**PROBLEM DESCRIPTION**.
Pick out and copy every line in the entries below that contains the word "balloon". Match it case-sensitively.
_ _ _ _ _
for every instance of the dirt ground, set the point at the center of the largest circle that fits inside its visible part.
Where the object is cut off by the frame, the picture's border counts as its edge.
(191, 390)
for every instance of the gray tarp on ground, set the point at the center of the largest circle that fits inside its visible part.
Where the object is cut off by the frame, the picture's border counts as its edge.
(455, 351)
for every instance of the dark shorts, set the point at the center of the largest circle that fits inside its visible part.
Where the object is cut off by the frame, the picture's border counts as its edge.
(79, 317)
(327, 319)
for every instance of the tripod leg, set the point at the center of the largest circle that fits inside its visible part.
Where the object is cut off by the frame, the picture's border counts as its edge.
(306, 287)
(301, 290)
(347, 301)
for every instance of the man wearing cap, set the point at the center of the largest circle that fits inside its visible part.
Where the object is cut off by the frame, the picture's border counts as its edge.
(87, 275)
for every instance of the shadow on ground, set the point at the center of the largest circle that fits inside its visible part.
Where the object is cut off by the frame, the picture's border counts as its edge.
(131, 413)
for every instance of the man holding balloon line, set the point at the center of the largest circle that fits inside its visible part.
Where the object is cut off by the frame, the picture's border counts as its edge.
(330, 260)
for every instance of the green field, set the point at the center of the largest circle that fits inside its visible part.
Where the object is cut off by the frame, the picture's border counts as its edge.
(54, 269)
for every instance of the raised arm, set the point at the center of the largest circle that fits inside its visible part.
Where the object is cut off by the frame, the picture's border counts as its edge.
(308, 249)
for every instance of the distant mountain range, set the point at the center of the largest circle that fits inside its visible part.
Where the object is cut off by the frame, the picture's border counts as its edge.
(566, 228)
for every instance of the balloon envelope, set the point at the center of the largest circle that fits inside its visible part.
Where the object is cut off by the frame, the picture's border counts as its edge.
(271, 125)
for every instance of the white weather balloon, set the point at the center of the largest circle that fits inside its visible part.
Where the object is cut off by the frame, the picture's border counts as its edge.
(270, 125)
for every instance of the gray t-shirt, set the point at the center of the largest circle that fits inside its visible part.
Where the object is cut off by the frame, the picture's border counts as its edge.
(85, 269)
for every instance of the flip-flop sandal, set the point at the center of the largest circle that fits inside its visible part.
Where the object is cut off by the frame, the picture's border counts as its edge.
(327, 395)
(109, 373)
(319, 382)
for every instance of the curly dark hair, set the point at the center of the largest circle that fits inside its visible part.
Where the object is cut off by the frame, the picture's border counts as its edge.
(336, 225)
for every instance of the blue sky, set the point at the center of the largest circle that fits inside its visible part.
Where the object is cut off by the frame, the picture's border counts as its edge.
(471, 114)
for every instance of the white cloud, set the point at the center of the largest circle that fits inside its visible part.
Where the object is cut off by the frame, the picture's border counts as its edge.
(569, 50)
_ _ _ _ _
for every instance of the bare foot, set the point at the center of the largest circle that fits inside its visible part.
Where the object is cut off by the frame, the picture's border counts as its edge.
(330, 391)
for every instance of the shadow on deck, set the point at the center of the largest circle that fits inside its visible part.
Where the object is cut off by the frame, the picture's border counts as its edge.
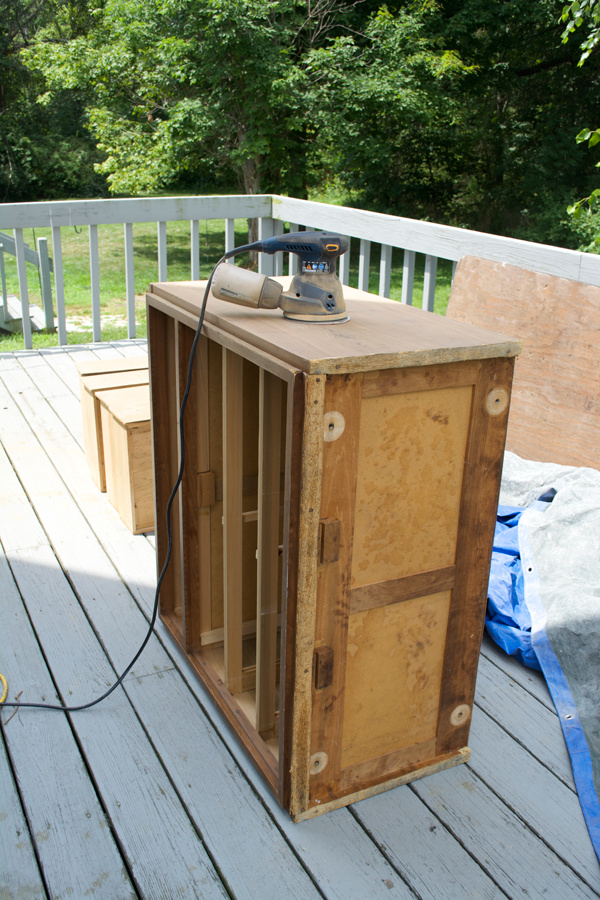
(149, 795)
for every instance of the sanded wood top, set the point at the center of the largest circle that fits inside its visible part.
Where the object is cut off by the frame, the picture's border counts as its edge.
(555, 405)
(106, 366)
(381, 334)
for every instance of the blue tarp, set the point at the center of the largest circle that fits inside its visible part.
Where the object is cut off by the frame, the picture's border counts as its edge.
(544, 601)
_ _ _ _ _
**RESPONSE TO THE EXERCISE**.
for every instance of the man holding balloon line, set the point at the center of the largest circle that fits inside its visible part.
for every instance of the balloon envelope, set the point at the center of the largest circle that fits inside its visible part.
for every instance of the white weather balloon, set the point at the center of the largest circle that fits inside its visible part.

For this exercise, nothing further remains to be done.